## Aim of the exercise
In the material, change "trash bin" to "waste bin" from the line containing "trace: **tank top on display**" through the line containing "M49 139L45 139L42", keeping everything else unchanged. Return only those lines.

>> BEGIN Records shown

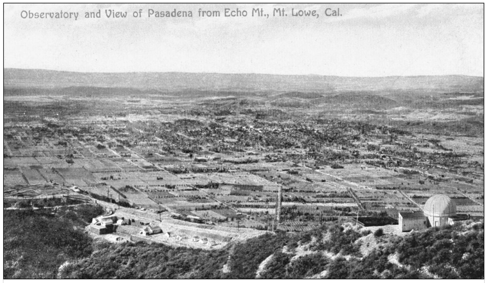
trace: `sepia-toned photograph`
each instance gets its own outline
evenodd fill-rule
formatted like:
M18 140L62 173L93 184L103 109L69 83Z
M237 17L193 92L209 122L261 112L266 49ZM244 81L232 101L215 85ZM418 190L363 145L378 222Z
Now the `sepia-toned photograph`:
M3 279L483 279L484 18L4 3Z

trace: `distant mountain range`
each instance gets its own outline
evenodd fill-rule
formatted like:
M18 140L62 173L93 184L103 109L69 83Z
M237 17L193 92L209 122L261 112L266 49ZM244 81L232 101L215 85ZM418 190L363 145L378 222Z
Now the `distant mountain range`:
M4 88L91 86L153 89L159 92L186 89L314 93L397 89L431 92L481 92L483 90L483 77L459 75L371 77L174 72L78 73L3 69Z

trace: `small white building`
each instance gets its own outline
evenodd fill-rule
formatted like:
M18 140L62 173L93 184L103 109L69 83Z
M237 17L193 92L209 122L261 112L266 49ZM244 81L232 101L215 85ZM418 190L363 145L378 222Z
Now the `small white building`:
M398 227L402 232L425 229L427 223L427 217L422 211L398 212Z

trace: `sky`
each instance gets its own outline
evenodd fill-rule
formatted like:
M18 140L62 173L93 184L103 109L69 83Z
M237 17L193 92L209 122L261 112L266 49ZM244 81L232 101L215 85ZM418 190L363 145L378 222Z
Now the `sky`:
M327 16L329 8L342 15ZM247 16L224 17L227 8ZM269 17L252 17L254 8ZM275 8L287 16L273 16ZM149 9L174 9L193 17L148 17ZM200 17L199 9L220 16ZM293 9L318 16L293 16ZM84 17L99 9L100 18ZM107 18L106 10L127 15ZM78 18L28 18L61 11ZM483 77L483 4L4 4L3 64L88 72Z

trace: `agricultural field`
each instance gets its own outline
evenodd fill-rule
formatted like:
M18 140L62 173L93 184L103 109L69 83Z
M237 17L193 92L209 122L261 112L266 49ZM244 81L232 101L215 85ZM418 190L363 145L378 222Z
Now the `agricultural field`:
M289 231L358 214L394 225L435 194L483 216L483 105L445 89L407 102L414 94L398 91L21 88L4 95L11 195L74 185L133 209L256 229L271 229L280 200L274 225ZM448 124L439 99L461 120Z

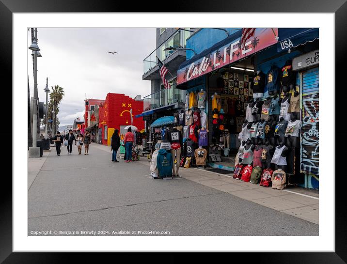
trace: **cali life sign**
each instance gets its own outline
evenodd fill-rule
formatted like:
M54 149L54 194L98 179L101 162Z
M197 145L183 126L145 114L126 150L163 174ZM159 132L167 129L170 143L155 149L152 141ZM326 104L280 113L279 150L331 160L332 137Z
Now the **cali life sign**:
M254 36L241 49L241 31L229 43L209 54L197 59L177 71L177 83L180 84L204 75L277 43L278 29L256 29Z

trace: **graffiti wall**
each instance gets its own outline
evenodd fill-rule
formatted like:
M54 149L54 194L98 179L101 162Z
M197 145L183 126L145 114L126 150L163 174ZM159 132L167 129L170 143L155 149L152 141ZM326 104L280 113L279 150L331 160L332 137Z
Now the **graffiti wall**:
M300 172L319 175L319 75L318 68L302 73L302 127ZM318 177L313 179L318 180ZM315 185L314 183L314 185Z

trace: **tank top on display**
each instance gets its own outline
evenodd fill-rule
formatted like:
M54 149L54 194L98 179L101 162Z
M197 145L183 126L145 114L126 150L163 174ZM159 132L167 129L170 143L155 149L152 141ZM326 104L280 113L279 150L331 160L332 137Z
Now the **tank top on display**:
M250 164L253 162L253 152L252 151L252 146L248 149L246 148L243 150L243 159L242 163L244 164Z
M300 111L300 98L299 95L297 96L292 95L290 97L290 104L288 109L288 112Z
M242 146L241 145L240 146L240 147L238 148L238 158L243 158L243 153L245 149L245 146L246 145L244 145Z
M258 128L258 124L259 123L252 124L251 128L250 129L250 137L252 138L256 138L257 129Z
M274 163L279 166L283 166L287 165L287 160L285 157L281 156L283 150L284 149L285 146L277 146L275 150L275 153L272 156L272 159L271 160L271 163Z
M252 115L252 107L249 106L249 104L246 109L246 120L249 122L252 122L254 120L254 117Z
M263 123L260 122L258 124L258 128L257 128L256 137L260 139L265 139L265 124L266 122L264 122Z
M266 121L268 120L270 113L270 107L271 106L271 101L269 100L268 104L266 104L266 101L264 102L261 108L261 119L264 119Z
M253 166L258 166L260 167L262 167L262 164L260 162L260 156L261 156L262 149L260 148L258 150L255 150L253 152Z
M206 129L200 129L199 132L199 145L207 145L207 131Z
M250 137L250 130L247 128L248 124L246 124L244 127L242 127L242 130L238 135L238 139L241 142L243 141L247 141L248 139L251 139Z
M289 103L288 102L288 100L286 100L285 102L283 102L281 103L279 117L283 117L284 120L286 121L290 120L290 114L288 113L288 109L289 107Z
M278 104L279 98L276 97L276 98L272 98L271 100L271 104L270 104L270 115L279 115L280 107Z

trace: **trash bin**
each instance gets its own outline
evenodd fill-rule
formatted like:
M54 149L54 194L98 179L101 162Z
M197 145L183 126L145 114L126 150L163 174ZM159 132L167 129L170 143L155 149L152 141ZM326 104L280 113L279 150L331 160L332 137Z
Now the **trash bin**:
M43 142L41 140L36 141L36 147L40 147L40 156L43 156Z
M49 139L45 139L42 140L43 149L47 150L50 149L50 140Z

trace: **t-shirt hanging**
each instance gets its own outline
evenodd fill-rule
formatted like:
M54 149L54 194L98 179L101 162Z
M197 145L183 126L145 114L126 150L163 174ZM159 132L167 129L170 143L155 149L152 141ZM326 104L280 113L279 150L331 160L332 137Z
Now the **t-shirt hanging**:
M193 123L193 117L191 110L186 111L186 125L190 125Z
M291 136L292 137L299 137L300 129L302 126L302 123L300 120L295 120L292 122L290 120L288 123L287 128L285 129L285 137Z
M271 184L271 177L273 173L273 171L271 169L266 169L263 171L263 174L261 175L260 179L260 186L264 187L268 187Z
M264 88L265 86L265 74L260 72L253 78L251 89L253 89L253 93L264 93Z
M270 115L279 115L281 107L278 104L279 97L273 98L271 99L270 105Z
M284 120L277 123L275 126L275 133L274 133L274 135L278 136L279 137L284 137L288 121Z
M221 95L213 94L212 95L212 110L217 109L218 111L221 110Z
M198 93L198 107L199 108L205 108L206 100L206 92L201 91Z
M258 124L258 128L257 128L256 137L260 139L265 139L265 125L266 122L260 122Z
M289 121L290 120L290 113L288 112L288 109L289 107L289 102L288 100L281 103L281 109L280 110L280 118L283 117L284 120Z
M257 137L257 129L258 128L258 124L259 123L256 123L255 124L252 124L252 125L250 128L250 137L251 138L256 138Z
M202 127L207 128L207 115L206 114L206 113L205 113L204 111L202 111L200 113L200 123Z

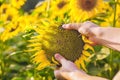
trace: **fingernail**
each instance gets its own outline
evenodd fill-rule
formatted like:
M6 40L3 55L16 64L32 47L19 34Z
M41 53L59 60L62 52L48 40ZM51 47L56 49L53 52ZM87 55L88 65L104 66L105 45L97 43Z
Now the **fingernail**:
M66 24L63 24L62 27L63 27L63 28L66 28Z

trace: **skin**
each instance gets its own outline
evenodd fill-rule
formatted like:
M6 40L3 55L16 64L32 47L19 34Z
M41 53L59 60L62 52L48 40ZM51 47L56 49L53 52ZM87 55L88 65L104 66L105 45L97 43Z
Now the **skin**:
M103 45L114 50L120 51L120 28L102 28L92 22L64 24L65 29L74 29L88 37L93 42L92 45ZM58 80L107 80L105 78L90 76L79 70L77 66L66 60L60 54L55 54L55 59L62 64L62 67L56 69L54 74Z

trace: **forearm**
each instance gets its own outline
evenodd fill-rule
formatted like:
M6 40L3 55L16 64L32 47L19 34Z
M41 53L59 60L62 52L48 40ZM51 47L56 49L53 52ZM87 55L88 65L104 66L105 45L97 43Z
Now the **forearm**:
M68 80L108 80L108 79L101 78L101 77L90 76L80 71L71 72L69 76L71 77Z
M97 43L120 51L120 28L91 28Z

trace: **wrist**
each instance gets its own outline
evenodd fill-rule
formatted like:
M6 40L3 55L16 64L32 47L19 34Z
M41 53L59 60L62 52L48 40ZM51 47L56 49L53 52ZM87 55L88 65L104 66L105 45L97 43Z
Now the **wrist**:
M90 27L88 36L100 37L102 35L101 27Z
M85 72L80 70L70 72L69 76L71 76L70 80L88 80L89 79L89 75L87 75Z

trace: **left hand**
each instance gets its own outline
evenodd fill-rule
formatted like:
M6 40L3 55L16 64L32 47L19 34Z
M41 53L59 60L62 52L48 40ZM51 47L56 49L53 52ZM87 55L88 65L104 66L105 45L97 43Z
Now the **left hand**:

>> END Records shown

## The response
trace: **tank top on display**
each instance gets its own outline
evenodd fill-rule
formatted like:
M54 149L54 194L98 179L101 162Z
M197 145L183 126L145 114L126 150L163 174ZM159 132L167 129L170 143L155 149L152 141ZM326 104L280 113L279 150L331 160L332 137Z
Now the **tank top on display**:
M250 164L253 162L253 152L252 151L252 146L248 149L246 148L243 150L243 159L242 163L244 164Z
M300 111L300 98L299 95L297 96L292 95L290 97L290 104L288 109L288 112Z
M242 146L241 145L240 146L240 147L238 148L238 158L243 158L243 153L245 149L245 146L246 145L244 145Z
M258 128L258 124L259 123L252 124L251 128L250 129L250 137L252 138L256 138L257 129Z
M274 163L279 166L283 166L287 165L287 160L285 157L281 156L283 150L284 149L285 146L277 146L275 150L275 153L272 156L272 159L271 160L271 163Z
M252 115L252 107L249 106L249 104L246 109L246 120L249 122L252 122L254 120L254 117Z
M263 123L260 122L258 124L258 128L257 128L256 137L260 139L265 139L265 124L266 122L264 122Z
M266 121L268 120L270 113L270 107L271 106L271 101L269 100L268 104L266 104L266 101L264 102L261 108L261 119L264 119Z
M253 166L258 166L260 167L262 167L262 164L260 162L260 156L261 156L262 149L260 148L258 150L255 150L253 152Z
M206 129L200 129L199 132L199 145L207 145L207 131Z
M250 137L250 130L247 128L248 124L246 124L244 127L242 127L242 130L238 135L238 139L241 142L243 141L247 141L248 139L251 139Z
M289 103L288 102L288 100L286 100L285 102L283 102L281 103L279 117L283 117L284 120L286 121L290 120L290 114L288 113L288 109L289 107Z
M278 104L279 98L276 97L276 98L272 98L271 100L271 104L270 104L270 115L279 115L280 107Z

trace: **waste bin**
each instance gets its own outline
evenodd fill-rule
formatted like:
M54 149L54 194L98 179L101 162Z
M197 145L183 126L145 114L126 150L163 174ZM159 132L167 129L170 143L155 149L152 141ZM326 104L280 113L279 150L331 160L332 137Z
Now the **waste bin**:
M43 142L41 140L36 141L36 147L40 147L40 156L43 156Z
M49 139L45 139L42 140L43 149L47 150L50 149L50 140Z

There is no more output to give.